INPUT:

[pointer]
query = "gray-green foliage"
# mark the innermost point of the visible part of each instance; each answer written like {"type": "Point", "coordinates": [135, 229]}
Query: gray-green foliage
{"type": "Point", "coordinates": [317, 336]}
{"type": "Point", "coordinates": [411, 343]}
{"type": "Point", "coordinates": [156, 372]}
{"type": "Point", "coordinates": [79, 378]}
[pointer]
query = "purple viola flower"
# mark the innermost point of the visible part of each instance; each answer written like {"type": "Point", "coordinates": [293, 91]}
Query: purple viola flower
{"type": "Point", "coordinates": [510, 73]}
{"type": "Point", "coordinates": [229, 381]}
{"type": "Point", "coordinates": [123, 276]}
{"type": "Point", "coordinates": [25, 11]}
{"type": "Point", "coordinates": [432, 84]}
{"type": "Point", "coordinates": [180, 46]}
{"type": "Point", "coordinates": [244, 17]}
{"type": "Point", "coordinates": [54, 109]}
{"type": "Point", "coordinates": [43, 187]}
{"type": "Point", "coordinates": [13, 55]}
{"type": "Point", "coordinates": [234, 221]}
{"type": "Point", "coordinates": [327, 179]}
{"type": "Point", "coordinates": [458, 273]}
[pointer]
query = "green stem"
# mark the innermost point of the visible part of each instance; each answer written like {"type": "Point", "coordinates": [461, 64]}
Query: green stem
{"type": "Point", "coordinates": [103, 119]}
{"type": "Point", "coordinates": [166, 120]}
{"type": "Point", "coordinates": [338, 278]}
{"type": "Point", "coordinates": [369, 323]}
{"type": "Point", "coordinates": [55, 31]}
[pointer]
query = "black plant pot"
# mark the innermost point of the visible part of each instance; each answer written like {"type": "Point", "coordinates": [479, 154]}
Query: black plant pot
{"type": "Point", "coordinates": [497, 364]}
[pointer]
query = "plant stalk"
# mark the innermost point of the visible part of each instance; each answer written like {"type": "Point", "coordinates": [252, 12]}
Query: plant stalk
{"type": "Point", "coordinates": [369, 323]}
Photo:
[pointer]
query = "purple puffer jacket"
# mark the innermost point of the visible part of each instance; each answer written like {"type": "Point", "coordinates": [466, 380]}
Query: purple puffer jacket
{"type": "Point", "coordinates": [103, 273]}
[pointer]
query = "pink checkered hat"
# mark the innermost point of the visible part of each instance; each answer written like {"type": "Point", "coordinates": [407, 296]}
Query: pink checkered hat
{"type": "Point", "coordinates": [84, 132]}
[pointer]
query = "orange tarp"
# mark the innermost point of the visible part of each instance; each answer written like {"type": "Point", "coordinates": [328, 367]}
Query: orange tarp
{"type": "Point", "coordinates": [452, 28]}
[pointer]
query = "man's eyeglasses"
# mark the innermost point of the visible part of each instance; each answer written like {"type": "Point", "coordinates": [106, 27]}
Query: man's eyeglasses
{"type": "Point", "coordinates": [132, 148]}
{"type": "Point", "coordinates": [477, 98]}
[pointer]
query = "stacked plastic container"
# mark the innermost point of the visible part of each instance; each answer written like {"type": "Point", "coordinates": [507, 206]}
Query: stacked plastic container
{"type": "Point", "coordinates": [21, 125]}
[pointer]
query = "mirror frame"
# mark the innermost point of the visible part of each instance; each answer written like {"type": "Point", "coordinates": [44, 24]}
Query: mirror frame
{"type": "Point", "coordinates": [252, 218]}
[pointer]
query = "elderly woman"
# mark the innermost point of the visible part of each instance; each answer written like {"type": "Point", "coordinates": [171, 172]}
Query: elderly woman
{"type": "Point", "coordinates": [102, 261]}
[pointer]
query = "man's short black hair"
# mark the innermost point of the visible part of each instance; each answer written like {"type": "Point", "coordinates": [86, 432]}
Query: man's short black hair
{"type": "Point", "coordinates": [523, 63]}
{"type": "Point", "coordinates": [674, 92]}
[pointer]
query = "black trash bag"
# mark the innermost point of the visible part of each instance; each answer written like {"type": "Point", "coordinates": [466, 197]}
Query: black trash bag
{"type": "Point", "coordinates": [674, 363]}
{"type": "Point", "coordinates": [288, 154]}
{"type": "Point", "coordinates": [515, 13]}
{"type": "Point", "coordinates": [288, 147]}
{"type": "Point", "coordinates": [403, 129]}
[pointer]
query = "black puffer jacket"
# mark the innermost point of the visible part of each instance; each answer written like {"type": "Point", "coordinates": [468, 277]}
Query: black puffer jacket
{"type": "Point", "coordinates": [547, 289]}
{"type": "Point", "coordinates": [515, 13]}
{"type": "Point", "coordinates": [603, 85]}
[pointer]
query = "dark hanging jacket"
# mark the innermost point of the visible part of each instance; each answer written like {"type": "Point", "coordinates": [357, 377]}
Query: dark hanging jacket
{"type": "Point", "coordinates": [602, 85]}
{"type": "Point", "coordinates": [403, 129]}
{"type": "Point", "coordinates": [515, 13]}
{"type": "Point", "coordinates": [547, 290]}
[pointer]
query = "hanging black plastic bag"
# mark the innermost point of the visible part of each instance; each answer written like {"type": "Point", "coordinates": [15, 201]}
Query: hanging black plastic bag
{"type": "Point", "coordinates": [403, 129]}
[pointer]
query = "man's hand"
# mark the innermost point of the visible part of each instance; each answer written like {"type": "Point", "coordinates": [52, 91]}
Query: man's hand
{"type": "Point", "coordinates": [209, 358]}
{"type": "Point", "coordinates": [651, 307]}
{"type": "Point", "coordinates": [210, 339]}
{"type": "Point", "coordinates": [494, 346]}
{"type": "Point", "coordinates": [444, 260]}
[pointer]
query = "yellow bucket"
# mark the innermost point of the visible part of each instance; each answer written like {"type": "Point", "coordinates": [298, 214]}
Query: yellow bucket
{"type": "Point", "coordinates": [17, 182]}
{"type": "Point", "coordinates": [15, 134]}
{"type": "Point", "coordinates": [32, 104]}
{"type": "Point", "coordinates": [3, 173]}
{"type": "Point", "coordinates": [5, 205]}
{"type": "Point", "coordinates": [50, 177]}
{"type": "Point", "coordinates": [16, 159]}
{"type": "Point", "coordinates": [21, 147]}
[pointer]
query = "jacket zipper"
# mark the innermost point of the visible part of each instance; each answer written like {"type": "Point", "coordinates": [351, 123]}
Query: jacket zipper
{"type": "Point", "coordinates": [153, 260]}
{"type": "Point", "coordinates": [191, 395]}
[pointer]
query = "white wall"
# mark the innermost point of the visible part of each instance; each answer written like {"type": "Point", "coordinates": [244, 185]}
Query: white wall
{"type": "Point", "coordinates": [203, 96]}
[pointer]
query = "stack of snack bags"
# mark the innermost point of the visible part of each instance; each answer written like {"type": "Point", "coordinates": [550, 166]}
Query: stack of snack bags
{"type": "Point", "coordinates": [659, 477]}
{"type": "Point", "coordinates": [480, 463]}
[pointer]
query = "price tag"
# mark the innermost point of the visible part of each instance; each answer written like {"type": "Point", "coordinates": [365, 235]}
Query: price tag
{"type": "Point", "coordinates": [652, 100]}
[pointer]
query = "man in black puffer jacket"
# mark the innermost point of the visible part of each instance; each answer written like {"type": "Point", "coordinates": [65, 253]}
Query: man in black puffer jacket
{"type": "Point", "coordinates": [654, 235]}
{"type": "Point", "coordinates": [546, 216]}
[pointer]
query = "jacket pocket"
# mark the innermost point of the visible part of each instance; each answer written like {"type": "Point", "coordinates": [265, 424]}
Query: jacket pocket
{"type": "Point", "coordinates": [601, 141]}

WORK INSTRUCTION:
The material above needs to be copied out in full, exactly as given.

RESULT OF THIS EXERCISE:
[pointer]
query = "gray-green foliage"
# mark the innermost point of the visible part of each instance; each answer written like {"type": "Point", "coordinates": [135, 229]}
Query: gray-green foliage
{"type": "Point", "coordinates": [317, 336]}
{"type": "Point", "coordinates": [411, 343]}
{"type": "Point", "coordinates": [156, 372]}
{"type": "Point", "coordinates": [79, 378]}
[pointer]
query = "purple viola flower"
# mark the innermost point of the visible part of each instance; each answer written like {"type": "Point", "coordinates": [293, 91]}
Query: purple viola flower
{"type": "Point", "coordinates": [510, 73]}
{"type": "Point", "coordinates": [229, 381]}
{"type": "Point", "coordinates": [123, 276]}
{"type": "Point", "coordinates": [25, 11]}
{"type": "Point", "coordinates": [432, 84]}
{"type": "Point", "coordinates": [180, 46]}
{"type": "Point", "coordinates": [244, 17]}
{"type": "Point", "coordinates": [54, 109]}
{"type": "Point", "coordinates": [43, 187]}
{"type": "Point", "coordinates": [13, 55]}
{"type": "Point", "coordinates": [234, 221]}
{"type": "Point", "coordinates": [327, 179]}
{"type": "Point", "coordinates": [458, 273]}
[pointer]
query = "green stem"
# mark the innermost point of the visible part of each instance; each answer written like {"type": "Point", "coordinates": [461, 64]}
Query: green stem
{"type": "Point", "coordinates": [103, 119]}
{"type": "Point", "coordinates": [166, 120]}
{"type": "Point", "coordinates": [338, 278]}
{"type": "Point", "coordinates": [369, 323]}
{"type": "Point", "coordinates": [55, 31]}
[pointer]
query = "black plant pot"
# mark the innermost point of the visible part of each instance; each answer written like {"type": "Point", "coordinates": [479, 154]}
Query: black plant pot
{"type": "Point", "coordinates": [497, 364]}
[pointer]
query = "plant stalk"
# mark the innermost point of the visible part of each instance; each answer written like {"type": "Point", "coordinates": [252, 12]}
Query: plant stalk
{"type": "Point", "coordinates": [369, 323]}
Photo:
[pointer]
query = "purple puffer jacket"
# mark the innermost point of the visible part of each instance; each answer written like {"type": "Point", "coordinates": [466, 380]}
Query: purple puffer jacket
{"type": "Point", "coordinates": [103, 273]}
[pointer]
query = "pink checkered hat"
# mark the innermost point of the visible part of each instance; each answer written like {"type": "Point", "coordinates": [407, 296]}
Query: pink checkered hat
{"type": "Point", "coordinates": [84, 132]}
[pointer]
query = "orange tarp"
# mark the innermost point of the visible part of each instance; each answer written like {"type": "Point", "coordinates": [328, 367]}
Query: orange tarp
{"type": "Point", "coordinates": [452, 28]}
[pointer]
query = "man's eyeglasses"
# mark the innermost point of the visible part of each instance; each answer written like {"type": "Point", "coordinates": [106, 27]}
Query: man's eyeglasses
{"type": "Point", "coordinates": [132, 148]}
{"type": "Point", "coordinates": [477, 98]}
[pointer]
query = "stacked plastic container"
# mark the innermost point of the visible part of each instance; each answer written like {"type": "Point", "coordinates": [507, 206]}
Query: stacked plastic container
{"type": "Point", "coordinates": [21, 125]}
[pointer]
query = "mirror frame"
# mark the innermost point of the visible part of each instance; each answer written like {"type": "Point", "coordinates": [44, 24]}
Query: mirror frame
{"type": "Point", "coordinates": [252, 218]}
[pointer]
query = "elderly woman"
# mark the innermost point of the visible part of each instance; each answer written like {"type": "Point", "coordinates": [171, 172]}
Query: elderly woman
{"type": "Point", "coordinates": [102, 261]}
[pointer]
query = "man's short black hair"
# mark the innermost point of the visible part of each instance; each answer written like {"type": "Point", "coordinates": [86, 432]}
Query: man's short black hair
{"type": "Point", "coordinates": [523, 63]}
{"type": "Point", "coordinates": [674, 92]}
[pointer]
query = "black trash bag"
# mark the innermost point of the visible part of each instance; each answer written like {"type": "Point", "coordinates": [466, 197]}
Query: black trash bag
{"type": "Point", "coordinates": [674, 363]}
{"type": "Point", "coordinates": [288, 154]}
{"type": "Point", "coordinates": [515, 13]}
{"type": "Point", "coordinates": [288, 147]}
{"type": "Point", "coordinates": [403, 129]}
[pointer]
query = "black puffer jacket"
# mark the innermost point of the visible part of each instance; each answer written like {"type": "Point", "coordinates": [468, 277]}
Query: black puffer jacket
{"type": "Point", "coordinates": [547, 289]}
{"type": "Point", "coordinates": [515, 13]}
{"type": "Point", "coordinates": [603, 85]}
[pointer]
query = "dark hanging jacket"
# mark the innermost point of the visible part of each instance; each answer written like {"type": "Point", "coordinates": [357, 377]}
Query: dark hanging jacket
{"type": "Point", "coordinates": [602, 85]}
{"type": "Point", "coordinates": [403, 129]}
{"type": "Point", "coordinates": [515, 13]}
{"type": "Point", "coordinates": [547, 290]}
[pointer]
query = "hanging black plastic bag"
# mark the innermost point of the visible part of each instance; each answer written like {"type": "Point", "coordinates": [15, 201]}
Query: hanging black plastic bag
{"type": "Point", "coordinates": [403, 129]}
[pointer]
query = "man's hand"
# mark the innermost point of the visible part of each instance; each answer written like {"type": "Point", "coordinates": [52, 91]}
Query: man's hand
{"type": "Point", "coordinates": [209, 358]}
{"type": "Point", "coordinates": [651, 307]}
{"type": "Point", "coordinates": [210, 339]}
{"type": "Point", "coordinates": [494, 346]}
{"type": "Point", "coordinates": [444, 260]}
[pointer]
query = "yellow bucket"
# mark the innermost point of the visible part of each instance; each answer written like {"type": "Point", "coordinates": [298, 214]}
Query: yellow bucket
{"type": "Point", "coordinates": [17, 182]}
{"type": "Point", "coordinates": [15, 134]}
{"type": "Point", "coordinates": [32, 104]}
{"type": "Point", "coordinates": [3, 173]}
{"type": "Point", "coordinates": [5, 205]}
{"type": "Point", "coordinates": [50, 177]}
{"type": "Point", "coordinates": [16, 159]}
{"type": "Point", "coordinates": [21, 147]}
[pointer]
query = "jacket zipper"
# mark the innermost point of the visible part of each instance; each answer written like {"type": "Point", "coordinates": [351, 123]}
Query: jacket zipper
{"type": "Point", "coordinates": [153, 260]}
{"type": "Point", "coordinates": [191, 395]}
[pointer]
query = "white wall"
# mark the innermost point of the visible part of each instance; each answer written like {"type": "Point", "coordinates": [244, 185]}
Query: white wall
{"type": "Point", "coordinates": [203, 96]}
[pointer]
query = "stack of snack bags"
# mark the innermost point of the visible part of each instance; each answer written like {"type": "Point", "coordinates": [550, 166]}
Query: stack of snack bags
{"type": "Point", "coordinates": [659, 477]}
{"type": "Point", "coordinates": [480, 463]}
[pointer]
query = "price tag"
# mark the innermost point of the visible part of each instance; each answer written like {"type": "Point", "coordinates": [365, 235]}
Query: price tag
{"type": "Point", "coordinates": [652, 100]}
[pointer]
query = "man in black puffer jacket"
# mark the innermost point of the visible part of each instance; each answer written like {"type": "Point", "coordinates": [65, 253]}
Query: man in black puffer jacket
{"type": "Point", "coordinates": [654, 235]}
{"type": "Point", "coordinates": [546, 216]}
[pointer]
query = "jacket pocket"
# mark the innermost point of the visible part of each instance; each answer written like {"type": "Point", "coordinates": [265, 424]}
Query: jacket pocket
{"type": "Point", "coordinates": [601, 141]}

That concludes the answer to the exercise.